Excerpt provided
-- begin --

Our tracking showed plenty of shoppers adding items to cart, but almost no completed purchases. Yet our revenue numbers told a different story, people were definitely buying.
After some digging, I found the issue. We were tracking the start of checkout, but not the actual purchase confirmation. One missing data point created a blind spot in our entire customer journey.
Sound familiar? Let me help you fix this common headache.
What's an event schema (and why it matters)
Your event schema is simply the blueprint for how you track customer behavior in your marketing platform:
What actions you track (like page views, email opens, purchases)
What details you collect with each action (like purchase amount or product name)
How consistently you name these events across your systems
Think of a purchase event in your schema:
Event name: "purchase_completed"
Properties: order_id, amount, products, coupon_code
When set up properly, this structured approach ensures you can see exactly how customers move through your experience. When incomplete, it creates frustrating blind spots that limit what your marketing automations can do.
The framework that fixed our tracking
You can use this simple framework for mapping customer events. Let's break this down into practical steps you can apply today.
Step 1 - Actions That Matter
First, map all customer touchpoints that indicate meaningful behavior. Check your platform, are you tracking?
Acquisition Events: Page/screen views, first visit, signup/registration
Engagement Events: Product views, searches, feature usage
Conversion Events: Add to cart, begin checkout, purchase
Retention Events: Return visit, repeat purchase, feature adoption
Step 2 - Consistent Naming
Next, establish a simple naming pattern and stick to it. I recommend:
Use snake_case for all events (product_viewed not ProductViewed)
Keep names in past tense (checkout_completed not complete_checkout)
Be consistent across platforms
Step 3 - Thorough Properties
Each event should carry properties that give you full context:
For all events: timestamp, user_id (if known), source (web, iOS, Android)

-- end --

Records from a data source:

-- begin --

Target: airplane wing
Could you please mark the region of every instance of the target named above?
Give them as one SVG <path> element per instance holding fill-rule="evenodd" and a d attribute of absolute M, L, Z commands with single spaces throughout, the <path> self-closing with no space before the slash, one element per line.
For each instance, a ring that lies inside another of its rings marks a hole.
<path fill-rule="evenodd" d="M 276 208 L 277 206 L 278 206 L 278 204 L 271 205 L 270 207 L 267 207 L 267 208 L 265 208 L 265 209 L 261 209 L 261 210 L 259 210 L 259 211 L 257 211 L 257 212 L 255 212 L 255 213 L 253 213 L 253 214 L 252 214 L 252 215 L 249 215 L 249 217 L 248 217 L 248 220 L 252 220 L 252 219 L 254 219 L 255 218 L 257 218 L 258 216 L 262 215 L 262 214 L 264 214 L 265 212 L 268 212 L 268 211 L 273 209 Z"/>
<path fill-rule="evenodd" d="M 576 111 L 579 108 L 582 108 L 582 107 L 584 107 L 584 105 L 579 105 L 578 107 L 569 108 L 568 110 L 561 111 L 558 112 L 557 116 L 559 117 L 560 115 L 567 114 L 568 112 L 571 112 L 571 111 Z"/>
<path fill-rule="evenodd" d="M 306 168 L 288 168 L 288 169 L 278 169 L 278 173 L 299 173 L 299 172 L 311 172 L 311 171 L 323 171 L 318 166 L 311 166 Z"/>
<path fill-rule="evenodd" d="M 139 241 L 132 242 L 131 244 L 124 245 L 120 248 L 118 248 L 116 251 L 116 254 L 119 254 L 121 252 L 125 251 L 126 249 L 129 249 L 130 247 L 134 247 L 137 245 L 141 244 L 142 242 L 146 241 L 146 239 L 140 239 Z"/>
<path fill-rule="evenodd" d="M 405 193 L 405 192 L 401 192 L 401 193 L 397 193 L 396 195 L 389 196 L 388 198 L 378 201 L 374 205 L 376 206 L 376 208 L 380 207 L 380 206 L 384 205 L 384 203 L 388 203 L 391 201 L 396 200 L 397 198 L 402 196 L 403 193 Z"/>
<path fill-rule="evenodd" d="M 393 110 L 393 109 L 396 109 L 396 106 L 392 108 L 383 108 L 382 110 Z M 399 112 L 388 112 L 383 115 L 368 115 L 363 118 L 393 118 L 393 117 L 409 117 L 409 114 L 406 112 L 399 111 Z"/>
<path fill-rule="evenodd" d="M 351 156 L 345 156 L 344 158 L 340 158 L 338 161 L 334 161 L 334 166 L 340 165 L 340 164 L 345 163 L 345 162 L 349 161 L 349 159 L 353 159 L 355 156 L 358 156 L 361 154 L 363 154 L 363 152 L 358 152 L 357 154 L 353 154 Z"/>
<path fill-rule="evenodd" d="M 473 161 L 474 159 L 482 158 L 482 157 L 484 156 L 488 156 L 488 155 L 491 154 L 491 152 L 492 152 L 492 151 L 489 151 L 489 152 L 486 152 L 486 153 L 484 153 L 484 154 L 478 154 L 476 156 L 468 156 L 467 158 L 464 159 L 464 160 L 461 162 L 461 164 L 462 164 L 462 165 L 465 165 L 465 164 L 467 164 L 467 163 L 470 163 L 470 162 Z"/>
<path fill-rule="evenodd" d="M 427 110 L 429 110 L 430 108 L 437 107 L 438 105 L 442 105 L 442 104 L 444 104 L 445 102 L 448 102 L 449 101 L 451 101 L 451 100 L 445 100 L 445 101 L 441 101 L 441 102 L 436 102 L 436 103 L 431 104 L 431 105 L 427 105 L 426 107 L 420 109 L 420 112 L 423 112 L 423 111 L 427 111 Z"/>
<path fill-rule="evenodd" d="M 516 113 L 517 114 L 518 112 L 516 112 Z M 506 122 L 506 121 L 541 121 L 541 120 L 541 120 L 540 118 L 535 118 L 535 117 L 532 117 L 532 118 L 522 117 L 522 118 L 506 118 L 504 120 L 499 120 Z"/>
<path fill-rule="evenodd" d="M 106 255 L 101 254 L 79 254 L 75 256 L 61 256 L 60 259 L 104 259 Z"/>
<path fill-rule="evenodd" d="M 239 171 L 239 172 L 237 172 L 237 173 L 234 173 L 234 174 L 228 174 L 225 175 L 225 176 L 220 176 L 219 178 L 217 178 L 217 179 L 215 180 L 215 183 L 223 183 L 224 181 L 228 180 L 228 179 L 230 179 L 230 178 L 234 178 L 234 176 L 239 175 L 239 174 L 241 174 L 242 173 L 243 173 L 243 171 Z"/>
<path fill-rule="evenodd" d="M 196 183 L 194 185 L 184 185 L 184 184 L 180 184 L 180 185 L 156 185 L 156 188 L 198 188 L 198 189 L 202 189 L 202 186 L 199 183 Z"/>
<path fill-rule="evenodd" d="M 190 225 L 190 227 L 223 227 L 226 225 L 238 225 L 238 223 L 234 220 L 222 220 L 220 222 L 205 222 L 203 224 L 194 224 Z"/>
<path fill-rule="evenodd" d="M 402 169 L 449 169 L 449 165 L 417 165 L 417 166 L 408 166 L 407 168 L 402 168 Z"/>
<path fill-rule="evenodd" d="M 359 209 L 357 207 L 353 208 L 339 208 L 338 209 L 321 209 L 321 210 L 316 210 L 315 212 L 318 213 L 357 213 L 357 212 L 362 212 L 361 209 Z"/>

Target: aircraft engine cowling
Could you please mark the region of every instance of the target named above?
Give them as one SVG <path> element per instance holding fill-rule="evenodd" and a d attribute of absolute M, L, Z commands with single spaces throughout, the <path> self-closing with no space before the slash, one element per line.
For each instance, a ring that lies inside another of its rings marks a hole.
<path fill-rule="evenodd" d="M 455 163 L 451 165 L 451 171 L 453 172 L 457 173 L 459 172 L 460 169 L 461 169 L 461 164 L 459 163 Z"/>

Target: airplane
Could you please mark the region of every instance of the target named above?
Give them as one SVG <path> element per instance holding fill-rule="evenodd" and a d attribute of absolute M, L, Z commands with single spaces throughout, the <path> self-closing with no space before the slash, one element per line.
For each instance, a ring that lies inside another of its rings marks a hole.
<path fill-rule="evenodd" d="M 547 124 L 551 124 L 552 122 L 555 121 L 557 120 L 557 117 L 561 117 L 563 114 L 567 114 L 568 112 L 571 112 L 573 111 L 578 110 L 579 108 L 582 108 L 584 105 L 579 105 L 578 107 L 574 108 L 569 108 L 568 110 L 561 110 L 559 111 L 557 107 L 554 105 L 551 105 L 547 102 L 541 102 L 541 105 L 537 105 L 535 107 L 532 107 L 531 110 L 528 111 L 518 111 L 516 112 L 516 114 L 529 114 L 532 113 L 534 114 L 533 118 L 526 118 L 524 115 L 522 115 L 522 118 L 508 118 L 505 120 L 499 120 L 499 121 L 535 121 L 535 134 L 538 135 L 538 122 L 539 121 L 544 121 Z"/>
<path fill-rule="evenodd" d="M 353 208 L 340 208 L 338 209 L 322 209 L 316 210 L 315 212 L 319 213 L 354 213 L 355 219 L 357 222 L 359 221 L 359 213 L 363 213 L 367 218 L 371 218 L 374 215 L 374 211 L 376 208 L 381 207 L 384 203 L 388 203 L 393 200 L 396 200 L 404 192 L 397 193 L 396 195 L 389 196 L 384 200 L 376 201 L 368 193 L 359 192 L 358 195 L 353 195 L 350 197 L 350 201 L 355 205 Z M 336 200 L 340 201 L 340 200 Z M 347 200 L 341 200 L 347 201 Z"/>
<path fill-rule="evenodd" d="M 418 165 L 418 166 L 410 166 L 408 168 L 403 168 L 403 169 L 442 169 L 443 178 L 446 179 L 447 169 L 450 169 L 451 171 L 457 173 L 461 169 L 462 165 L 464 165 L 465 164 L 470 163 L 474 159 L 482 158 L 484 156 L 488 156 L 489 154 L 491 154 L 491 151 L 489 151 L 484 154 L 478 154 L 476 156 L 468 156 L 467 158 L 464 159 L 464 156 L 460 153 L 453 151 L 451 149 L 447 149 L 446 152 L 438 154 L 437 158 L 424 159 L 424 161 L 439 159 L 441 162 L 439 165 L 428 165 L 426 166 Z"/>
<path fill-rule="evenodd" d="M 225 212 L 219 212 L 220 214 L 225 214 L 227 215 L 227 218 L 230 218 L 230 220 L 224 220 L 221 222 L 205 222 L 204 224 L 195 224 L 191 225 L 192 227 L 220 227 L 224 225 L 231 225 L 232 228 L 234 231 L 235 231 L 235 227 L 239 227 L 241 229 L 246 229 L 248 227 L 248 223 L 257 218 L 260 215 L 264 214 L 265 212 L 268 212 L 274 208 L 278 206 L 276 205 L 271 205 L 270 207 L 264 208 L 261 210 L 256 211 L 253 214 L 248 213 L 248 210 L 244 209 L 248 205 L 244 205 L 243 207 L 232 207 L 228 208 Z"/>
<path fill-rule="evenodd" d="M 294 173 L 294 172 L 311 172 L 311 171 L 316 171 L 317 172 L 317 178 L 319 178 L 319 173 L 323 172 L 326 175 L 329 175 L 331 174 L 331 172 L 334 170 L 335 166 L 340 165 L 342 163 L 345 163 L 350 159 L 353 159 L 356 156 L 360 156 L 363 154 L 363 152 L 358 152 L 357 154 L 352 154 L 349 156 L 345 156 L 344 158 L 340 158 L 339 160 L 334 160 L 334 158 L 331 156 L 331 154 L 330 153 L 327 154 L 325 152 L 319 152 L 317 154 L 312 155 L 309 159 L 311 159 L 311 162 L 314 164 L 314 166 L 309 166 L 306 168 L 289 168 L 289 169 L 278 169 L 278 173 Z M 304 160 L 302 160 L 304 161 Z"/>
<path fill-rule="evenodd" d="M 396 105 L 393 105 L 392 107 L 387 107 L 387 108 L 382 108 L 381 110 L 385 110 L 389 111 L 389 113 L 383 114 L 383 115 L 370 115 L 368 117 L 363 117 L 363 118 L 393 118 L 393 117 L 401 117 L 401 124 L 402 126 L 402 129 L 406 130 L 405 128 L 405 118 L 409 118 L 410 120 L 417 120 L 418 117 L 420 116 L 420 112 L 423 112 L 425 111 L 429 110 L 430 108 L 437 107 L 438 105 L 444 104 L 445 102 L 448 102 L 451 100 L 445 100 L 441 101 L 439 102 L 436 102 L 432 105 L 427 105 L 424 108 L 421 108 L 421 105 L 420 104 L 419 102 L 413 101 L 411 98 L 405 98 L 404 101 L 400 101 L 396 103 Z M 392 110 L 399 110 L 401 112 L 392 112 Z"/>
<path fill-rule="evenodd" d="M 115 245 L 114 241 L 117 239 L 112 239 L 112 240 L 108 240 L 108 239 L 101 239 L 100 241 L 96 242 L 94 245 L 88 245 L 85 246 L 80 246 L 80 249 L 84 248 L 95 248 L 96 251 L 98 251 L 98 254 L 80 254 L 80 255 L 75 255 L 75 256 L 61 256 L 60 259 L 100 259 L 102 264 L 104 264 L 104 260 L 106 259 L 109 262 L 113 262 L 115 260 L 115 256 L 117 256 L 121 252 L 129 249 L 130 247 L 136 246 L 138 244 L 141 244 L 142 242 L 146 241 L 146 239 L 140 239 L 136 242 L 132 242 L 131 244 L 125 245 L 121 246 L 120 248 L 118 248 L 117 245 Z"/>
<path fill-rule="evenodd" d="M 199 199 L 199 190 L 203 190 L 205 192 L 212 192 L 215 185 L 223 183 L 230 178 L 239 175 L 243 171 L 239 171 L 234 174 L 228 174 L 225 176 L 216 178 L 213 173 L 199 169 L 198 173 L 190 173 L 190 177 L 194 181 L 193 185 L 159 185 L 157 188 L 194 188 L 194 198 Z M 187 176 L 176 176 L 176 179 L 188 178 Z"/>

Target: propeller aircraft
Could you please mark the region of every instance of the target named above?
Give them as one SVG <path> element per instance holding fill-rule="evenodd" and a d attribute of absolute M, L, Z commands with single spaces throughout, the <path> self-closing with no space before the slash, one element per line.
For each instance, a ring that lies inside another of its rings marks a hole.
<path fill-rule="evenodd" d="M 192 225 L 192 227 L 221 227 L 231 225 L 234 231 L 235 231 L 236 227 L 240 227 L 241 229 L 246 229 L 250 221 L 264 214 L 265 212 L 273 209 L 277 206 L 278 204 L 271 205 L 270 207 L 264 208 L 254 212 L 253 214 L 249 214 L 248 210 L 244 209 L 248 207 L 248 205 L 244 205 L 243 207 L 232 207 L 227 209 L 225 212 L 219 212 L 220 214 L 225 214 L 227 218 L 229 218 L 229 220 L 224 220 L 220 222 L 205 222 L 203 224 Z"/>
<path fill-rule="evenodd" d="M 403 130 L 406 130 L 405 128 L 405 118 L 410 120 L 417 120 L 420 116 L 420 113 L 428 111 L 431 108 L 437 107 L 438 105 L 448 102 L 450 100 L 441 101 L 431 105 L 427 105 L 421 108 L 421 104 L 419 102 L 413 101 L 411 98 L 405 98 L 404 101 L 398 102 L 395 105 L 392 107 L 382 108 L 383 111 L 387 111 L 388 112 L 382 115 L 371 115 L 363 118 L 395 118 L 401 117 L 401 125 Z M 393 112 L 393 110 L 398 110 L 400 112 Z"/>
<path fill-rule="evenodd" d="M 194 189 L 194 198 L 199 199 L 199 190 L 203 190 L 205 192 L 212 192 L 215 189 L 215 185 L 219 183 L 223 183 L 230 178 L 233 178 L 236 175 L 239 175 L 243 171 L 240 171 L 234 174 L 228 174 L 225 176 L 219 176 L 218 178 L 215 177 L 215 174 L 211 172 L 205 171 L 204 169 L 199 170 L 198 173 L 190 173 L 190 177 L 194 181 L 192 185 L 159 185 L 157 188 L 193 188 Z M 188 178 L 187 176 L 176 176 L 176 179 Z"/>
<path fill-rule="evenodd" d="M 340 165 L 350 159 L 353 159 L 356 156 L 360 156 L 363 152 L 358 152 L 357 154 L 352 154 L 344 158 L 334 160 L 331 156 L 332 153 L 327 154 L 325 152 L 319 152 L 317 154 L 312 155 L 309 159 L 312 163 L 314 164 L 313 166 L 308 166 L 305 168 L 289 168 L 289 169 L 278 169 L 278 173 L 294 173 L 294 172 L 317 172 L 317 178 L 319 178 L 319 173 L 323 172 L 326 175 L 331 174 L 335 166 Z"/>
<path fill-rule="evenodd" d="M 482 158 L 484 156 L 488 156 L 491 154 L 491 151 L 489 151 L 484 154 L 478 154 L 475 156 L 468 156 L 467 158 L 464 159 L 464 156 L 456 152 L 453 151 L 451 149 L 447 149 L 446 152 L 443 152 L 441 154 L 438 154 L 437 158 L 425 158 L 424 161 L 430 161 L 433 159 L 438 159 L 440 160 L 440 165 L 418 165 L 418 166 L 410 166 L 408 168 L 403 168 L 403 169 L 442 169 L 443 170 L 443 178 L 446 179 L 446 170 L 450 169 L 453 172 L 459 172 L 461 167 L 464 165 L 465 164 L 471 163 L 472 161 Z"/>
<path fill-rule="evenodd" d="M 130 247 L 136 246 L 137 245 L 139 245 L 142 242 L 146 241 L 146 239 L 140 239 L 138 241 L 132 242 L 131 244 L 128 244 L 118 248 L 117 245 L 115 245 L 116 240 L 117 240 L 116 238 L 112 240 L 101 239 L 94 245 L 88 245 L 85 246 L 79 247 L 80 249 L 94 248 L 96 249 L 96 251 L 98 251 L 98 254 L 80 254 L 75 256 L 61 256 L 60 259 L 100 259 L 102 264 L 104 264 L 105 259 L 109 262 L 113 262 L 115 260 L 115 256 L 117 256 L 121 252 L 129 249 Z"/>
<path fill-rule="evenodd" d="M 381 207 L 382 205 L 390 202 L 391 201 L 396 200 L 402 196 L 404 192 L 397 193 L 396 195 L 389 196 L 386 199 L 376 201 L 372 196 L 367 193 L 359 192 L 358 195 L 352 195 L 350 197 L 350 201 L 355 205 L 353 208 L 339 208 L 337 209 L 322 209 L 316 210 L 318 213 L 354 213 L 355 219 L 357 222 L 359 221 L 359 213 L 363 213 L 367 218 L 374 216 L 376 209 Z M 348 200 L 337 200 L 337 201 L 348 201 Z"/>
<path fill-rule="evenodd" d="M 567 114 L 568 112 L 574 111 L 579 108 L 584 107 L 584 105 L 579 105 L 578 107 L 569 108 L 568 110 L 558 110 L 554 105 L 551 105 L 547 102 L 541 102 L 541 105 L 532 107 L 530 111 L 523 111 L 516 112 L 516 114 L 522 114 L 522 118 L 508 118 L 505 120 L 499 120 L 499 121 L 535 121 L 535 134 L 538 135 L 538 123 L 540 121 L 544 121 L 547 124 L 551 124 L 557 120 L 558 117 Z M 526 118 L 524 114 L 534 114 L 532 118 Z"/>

-- end --

Brief
Rewrite the paragraph beginning "After some digging" in the excerpt on event tracking more briefly, keeping its main facts.

Output of the exercise
The issue was that checkout starts were tracked but purchase confirmations were not, and this one missing data point left a blind spot across the whole customer journey.